▶ **Goals**
1) Answer these from the G-20 article:
(a) Where did G-20 finance ministers meet in July?
(b) From where did Jake Sullivan speak to reporters on Sunday night?
(c) With what did the summit end?
2) List every country the G-20 article mentions by name.
3) Carry on the G-20 article from its final sentence.

Ahead of the summit, a Japanese government official told reporters that G-7 countries insisted on mentioning Russia’s invasion in any statement. While Indonesia sought common ground and Japan wanted to support the Southeast Asian nation’s efforts, the G-7 ultimately had to maintain its principles on Russia, the official said.

“Russia’s brutal attack on Ukraine”

When G-20 finance ministers met in July in Bali, Indonesia, some participants joked that the biggest achievement was that everyone stayed in the room when the Russian delegation spoke. The war in Ukraine has always dominated conversation, with the United States and its allies blaming Russia for global economic difficulties and in particular already rising food and fuel prices.

Speaking on Air Force One Sunday night after the ASEAN summit, White House national security adviser Jake Sullivan told reporters that the United States estimates the number of countries willing to call the Russia on the issue was rising.

“The direction of travel is positive,” he said.

While Russia’s war drowned out most other issues, there were agreements on food security, sovereign default risk monitoring, and longer-term work on digital banking and inclusion and climate risk mitigation. As with other gatherings of international groups this year, the summit ended with a statement from the President.

▶ **Dataset records**
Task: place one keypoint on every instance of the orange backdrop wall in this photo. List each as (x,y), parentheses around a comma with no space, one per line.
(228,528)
* * *
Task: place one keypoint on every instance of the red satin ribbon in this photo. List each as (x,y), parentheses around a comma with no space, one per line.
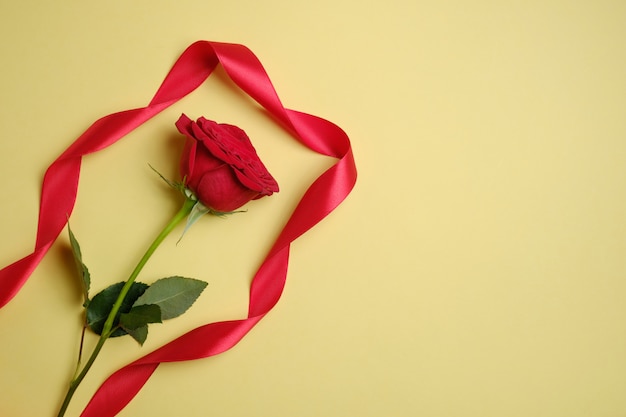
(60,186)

▶ **Expected outputs**
1)
(a) In Bali, Indonesia.
(b) From Air Force One, after the ASEAN summit.
(c) With a statement from the President.

2) Japan, Indonesia, Russia, Ukraine, the United States

3)
US Treasury Secretary Janet Yellen, who will attend the G-20 in Bali, told reporters on Sunday that previous meetings had not resulted in any communiqués because the United States and other countries “insist on discussing global implications of Russia’s brutal attack on Ukraine”.

“So many countries have said that the most important thing we can do to improve the macroeconomic outlook is for Russia to end its invasion of Ukraine,” Yellen said. “And there was broad support for that, but of course Russia is a member of the G-20, and there are other countries that are reluctant to criticize Russia.”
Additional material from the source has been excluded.